[Document extract]:
Trump’s G7 Show: Tariffs, Tensions, and the Art of the Sulk

The G7 summit in Canada has become the world’s most expensive exercise in group therapy, thanks largely to Donald Trump’s singular approach to diplomacy: disrupt, delay, and—if all else fails—depart early. The gathering opened under a cloud of war in Ukraine, new Middle East crises, and European nerves shredded by Trump’s latest tariff threats, but for those hoping for unity, the message was blunt: you get the world order you deserve.

Trump’s refusal to sign the G7’s final communiqué set the tone. The official explanation was “irreconcilable differences” over Iran and Israel, but off the record, the summit was an exercise in endurance as leaders performed the diplomatic equivalent of speed-dating—with Trump taking every opportunity to tout his own “art of the deal” legacy. The former reality star-turned-president once again called for Russia’s return, pushed for looser sanctions, and made his trademark early exit, citing “important matters” at home.

The UK’s Keir Starmer tried to salvage dignity with a “done deal” on UK-US trade, only to find that Trump had left steel tariffs unresolved, transforming what could have been a celebratory handshake into a diplomatic whoopee cushion. Meanwhile, Mark Carney reportedly struggled to keep economic sanity on the agenda, with reports suggesting his interventions were quickly sidelined by Trump’s staffers.

Throughout, the mood in the press room ranged from resigned to shell-shocked. Live blogs chronicled leaders’ attempts to maintain composure, with summit coverage describing the ritual avoidance of eye contact and the diplomatic grimacing required whenever Trump returned to the topic of sanctions or Russia. He remained firm on his line: no war, no more G7 “consensus” for its own sake.

[Material shown]:
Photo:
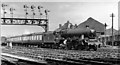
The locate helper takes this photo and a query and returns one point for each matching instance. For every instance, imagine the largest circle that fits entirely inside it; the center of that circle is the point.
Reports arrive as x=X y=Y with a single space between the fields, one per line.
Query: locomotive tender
x=64 y=39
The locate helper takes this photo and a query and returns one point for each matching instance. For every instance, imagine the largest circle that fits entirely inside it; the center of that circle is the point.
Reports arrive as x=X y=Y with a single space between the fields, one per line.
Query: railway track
x=65 y=57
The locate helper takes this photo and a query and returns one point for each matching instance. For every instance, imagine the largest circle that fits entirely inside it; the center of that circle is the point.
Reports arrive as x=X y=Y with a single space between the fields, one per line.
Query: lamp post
x=11 y=11
x=105 y=35
x=112 y=16
x=46 y=13
x=39 y=7
x=32 y=7
x=4 y=12
x=25 y=6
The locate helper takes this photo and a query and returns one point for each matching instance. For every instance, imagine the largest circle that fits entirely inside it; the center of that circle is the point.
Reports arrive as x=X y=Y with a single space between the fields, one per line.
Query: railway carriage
x=52 y=39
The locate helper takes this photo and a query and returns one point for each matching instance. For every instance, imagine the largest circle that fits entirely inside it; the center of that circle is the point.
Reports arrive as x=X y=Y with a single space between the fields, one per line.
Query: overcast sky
x=61 y=12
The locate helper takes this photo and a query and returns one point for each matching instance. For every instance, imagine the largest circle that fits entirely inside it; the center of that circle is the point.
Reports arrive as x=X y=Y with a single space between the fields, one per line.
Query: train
x=70 y=39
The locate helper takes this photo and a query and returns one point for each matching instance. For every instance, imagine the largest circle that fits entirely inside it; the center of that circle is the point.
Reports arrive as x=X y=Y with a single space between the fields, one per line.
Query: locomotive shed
x=61 y=57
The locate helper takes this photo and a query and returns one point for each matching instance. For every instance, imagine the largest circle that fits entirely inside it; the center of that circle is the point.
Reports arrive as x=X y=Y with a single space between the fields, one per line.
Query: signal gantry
x=43 y=22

[What you should do]: Copy out the G7 summit piece word for word.

[Reply]:
Trump’s G7 Show: Tariffs, Tensions, and the Art of the Sulk

The G7 summit in Canada has become the world’s most expensive exercise in group therapy, thanks largely to Donald Trump’s singular approach to diplomacy: disrupt, delay, and—if all else fails—depart early. The gathering opened under a cloud of war in Ukraine, new Middle East crises, and European nerves shredded by Trump’s latest tariff threats, but for those hoping for unity, the message was blunt: you get the world order you deserve.

Trump’s refusal to sign the G7’s final communiqué set the tone. The official explanation was “irreconcilable differences” over Iran and Israel, but off the record, the summit was an exercise in endurance as leaders performed the diplomatic equivalent of speed-dating—with Trump taking every opportunity to tout his own “art of the deal” legacy. The former reality star-turned-president once again called for Russia’s return, pushed for looser sanctions, and made his trademark early exit, citing “important matters” at home.

The UK’s Keir Starmer tried to salvage dignity with a “done deal” on UK-US trade, only to find that Trump had left steel tariffs unresolved, transforming what could have been a celebratory handshake into a diplomatic whoopee cushion. Meanwhile, Mark Carney reportedly struggled to keep economic sanity on the agenda, with reports suggesting his interventions were quickly sidelined by Trump’s staffers.

Throughout, the mood in the press room ranged from resigned to shell-shocked. Live blogs chronicled leaders’ attempts to maintain composure, with summit coverage describing the ritual avoidance of eye contact and the diplomatic grimacing required whenever Trump returned to the topic of sanctions or Russia. He remained firm on his line: no war, no more G7 “consensus” for its own sake.